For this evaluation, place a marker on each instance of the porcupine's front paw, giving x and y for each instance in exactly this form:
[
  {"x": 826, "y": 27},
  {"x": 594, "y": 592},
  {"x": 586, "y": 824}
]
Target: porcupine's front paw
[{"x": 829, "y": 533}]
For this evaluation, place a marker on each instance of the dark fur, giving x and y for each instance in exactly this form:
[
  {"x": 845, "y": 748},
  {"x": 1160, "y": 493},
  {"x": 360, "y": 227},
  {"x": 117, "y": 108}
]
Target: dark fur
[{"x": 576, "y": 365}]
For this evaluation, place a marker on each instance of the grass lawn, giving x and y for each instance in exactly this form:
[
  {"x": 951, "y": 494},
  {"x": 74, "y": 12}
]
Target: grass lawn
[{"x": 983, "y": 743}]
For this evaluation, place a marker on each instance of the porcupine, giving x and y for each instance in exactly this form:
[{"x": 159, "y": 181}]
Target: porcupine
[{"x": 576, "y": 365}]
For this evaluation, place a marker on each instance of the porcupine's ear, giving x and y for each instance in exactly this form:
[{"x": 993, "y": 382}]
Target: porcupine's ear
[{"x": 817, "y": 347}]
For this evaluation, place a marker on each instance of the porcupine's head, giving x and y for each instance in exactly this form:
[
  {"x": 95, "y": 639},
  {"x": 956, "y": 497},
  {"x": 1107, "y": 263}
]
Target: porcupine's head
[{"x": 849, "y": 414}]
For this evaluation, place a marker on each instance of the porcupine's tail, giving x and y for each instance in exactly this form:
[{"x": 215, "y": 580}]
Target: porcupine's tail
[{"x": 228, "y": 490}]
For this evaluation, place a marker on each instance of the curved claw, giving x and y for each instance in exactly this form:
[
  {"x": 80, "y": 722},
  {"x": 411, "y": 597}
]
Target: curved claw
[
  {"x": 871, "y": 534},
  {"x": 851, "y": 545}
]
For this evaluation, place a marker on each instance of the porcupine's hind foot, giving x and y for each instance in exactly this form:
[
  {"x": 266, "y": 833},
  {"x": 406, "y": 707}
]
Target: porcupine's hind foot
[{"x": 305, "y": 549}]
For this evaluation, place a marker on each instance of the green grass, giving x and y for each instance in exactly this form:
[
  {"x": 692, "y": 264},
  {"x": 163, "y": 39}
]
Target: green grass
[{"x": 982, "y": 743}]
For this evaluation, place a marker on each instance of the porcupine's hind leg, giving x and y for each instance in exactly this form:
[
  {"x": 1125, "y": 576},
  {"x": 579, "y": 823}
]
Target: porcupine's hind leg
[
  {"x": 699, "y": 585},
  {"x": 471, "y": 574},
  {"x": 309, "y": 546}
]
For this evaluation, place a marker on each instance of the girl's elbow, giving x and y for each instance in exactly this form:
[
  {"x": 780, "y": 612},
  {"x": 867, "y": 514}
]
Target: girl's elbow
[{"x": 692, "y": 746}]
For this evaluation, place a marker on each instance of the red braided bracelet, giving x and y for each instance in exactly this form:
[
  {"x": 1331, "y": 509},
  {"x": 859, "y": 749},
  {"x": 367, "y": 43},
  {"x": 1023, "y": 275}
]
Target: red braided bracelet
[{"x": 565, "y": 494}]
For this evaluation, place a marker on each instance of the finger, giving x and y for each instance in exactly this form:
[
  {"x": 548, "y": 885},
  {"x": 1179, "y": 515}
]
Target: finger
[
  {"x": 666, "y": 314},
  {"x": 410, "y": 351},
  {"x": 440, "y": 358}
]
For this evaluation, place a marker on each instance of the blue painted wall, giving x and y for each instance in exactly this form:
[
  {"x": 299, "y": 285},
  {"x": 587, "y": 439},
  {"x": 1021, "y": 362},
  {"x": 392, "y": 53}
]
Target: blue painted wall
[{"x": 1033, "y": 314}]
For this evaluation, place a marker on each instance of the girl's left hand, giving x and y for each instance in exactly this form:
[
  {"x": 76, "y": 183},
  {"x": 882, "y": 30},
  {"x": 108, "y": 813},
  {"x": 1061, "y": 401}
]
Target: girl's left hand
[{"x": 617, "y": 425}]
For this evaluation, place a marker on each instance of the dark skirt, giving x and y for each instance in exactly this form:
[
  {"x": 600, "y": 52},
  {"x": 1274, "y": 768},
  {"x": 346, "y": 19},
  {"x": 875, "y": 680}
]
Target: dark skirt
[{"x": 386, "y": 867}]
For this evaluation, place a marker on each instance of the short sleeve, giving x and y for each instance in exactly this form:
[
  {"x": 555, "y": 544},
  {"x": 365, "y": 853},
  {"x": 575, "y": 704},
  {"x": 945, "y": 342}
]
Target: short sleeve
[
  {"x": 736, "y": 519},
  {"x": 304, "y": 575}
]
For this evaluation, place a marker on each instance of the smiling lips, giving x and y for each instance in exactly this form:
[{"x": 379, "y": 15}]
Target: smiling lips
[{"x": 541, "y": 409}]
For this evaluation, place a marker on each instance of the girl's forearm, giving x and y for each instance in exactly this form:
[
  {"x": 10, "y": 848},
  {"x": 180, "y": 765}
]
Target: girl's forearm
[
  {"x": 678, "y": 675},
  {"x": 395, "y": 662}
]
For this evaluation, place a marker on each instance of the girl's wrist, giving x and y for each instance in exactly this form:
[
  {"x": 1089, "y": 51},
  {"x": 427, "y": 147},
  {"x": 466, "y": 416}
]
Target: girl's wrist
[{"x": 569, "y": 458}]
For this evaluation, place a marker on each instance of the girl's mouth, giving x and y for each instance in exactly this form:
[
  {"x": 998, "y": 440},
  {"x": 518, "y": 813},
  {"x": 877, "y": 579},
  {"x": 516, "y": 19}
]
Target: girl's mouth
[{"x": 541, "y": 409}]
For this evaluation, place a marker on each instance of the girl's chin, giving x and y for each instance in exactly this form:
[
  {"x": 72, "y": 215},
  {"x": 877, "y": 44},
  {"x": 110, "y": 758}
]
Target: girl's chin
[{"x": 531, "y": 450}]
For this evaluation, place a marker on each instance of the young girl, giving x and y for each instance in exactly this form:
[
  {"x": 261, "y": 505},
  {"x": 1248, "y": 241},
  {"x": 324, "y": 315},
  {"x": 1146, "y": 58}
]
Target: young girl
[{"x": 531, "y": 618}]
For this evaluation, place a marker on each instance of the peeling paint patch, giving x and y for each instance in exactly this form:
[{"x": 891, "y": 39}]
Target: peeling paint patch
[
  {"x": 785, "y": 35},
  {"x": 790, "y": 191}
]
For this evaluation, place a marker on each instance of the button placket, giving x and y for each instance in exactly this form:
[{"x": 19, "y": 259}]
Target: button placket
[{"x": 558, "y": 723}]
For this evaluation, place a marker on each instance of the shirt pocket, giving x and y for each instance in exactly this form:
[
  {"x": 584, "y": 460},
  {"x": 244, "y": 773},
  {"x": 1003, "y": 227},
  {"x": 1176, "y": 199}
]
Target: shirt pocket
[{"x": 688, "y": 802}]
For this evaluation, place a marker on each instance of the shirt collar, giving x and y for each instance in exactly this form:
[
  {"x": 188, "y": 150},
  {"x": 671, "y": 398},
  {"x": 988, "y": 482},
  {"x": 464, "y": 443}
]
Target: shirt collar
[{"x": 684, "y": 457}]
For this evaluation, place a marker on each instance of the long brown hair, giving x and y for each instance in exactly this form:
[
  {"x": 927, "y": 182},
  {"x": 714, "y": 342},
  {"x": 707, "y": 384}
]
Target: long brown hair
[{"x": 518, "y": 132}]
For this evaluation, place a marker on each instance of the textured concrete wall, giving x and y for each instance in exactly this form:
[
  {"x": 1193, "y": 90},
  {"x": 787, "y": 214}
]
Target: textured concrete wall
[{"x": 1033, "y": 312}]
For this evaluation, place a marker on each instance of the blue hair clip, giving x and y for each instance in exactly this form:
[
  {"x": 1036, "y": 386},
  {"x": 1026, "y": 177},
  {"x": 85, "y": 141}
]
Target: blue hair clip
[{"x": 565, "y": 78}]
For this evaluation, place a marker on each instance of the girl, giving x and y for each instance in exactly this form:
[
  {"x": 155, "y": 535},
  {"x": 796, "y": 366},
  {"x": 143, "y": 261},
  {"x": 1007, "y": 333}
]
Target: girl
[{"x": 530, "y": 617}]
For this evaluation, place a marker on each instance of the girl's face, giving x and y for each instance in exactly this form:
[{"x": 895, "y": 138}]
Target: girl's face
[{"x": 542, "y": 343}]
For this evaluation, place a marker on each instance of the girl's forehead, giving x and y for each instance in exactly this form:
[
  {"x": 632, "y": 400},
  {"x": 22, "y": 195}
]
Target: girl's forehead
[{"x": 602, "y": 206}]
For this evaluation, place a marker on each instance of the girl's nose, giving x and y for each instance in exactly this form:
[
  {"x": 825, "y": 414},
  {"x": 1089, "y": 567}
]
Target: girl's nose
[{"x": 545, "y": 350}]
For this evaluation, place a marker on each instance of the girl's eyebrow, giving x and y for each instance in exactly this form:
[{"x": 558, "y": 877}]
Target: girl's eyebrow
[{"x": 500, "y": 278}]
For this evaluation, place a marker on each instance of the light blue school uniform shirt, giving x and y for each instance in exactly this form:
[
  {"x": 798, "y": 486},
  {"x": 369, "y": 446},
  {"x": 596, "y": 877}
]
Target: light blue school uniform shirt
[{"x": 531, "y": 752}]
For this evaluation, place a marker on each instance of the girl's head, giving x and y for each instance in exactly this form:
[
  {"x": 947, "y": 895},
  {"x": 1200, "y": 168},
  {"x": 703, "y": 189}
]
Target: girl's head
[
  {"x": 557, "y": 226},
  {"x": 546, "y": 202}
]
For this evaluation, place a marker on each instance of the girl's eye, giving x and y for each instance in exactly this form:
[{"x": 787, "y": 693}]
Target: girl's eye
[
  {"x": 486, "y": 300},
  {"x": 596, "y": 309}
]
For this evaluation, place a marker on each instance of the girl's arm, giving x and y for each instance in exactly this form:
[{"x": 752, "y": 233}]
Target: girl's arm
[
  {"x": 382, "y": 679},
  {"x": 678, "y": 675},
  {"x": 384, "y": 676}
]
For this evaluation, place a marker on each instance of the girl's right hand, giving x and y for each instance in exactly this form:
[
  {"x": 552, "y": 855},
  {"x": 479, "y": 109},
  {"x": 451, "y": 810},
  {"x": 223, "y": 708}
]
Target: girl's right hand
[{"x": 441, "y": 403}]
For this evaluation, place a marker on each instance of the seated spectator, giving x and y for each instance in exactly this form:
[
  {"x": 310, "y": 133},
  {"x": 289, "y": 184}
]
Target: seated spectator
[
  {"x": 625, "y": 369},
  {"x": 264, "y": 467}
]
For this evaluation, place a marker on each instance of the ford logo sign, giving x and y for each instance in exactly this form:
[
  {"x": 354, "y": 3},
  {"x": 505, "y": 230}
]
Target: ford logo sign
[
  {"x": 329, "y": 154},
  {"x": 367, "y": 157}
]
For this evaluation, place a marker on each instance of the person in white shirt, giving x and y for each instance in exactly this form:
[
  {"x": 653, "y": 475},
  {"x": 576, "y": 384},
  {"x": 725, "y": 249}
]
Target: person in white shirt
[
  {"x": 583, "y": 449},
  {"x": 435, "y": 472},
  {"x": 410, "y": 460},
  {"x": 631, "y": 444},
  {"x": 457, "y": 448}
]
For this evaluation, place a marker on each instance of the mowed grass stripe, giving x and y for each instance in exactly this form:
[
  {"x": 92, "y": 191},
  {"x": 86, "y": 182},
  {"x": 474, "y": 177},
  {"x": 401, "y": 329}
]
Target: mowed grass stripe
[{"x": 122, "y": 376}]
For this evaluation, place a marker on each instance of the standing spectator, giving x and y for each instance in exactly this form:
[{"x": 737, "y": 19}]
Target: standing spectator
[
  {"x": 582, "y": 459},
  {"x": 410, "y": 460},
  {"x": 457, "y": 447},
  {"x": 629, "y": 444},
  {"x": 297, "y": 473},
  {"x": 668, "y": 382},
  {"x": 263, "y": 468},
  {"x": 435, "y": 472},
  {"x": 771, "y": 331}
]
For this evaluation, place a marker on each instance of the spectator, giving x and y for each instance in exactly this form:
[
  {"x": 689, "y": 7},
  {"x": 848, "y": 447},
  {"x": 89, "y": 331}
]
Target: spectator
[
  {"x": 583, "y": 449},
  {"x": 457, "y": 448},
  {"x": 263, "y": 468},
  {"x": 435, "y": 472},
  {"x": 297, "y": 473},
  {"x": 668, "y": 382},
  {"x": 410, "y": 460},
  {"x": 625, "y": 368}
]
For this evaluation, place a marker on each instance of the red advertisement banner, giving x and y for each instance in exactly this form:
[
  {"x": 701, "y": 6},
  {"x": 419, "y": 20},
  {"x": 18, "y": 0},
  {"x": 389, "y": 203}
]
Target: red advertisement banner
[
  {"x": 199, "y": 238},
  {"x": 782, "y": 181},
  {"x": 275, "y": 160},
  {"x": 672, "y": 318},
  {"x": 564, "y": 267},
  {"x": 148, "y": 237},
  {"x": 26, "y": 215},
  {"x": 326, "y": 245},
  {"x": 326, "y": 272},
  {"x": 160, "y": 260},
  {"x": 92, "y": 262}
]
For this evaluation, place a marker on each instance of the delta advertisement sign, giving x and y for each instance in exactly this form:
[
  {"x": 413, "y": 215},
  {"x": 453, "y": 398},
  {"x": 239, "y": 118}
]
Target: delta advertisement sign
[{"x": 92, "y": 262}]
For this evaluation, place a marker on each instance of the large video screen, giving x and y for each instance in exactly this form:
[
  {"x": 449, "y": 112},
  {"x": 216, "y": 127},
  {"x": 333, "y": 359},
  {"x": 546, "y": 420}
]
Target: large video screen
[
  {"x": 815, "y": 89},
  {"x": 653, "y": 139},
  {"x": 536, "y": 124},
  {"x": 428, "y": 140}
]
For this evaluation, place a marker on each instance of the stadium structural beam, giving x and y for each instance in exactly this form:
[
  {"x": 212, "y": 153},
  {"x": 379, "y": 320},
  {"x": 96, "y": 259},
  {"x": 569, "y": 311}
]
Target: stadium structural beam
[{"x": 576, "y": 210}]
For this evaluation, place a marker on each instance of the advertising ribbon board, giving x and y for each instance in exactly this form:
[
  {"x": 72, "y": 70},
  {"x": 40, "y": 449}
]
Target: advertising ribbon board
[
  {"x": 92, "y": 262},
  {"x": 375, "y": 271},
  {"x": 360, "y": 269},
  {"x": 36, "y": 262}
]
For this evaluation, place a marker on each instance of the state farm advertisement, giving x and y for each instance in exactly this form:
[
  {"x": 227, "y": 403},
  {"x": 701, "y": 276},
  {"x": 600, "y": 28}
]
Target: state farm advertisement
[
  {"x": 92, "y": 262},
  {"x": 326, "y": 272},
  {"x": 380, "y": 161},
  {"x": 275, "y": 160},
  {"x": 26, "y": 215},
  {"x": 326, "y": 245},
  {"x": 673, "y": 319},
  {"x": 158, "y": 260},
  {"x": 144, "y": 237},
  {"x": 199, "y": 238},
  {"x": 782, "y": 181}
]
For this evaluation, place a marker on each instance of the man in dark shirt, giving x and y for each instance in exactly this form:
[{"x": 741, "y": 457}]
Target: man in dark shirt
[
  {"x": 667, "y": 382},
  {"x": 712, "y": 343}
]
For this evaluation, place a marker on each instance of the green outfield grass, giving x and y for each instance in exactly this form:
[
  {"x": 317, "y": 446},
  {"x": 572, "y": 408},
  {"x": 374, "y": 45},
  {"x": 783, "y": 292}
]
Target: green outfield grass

★ ★ ★ ★ ★ ★ ★

- _EXERCISE DESCRIPTION_: Your answer should consist only of the lines from the one with "dark shirt, giving" through the end of the data above, reproduced exactly.

- _COMPLETE RESPONSE_:
For this evaluation, place a marker on each instance of the man in dark shirt, giving x and y for each instance in exactly this form:
[{"x": 741, "y": 457}]
Target: man in dark shirt
[
  {"x": 667, "y": 382},
  {"x": 712, "y": 343}
]
For this evaluation, place a marker on each instance of the green outfield grass, giving x and y for each instance in exactly this form:
[
  {"x": 317, "y": 446},
  {"x": 572, "y": 408},
  {"x": 374, "y": 45},
  {"x": 783, "y": 292}
]
Target: green outfield grass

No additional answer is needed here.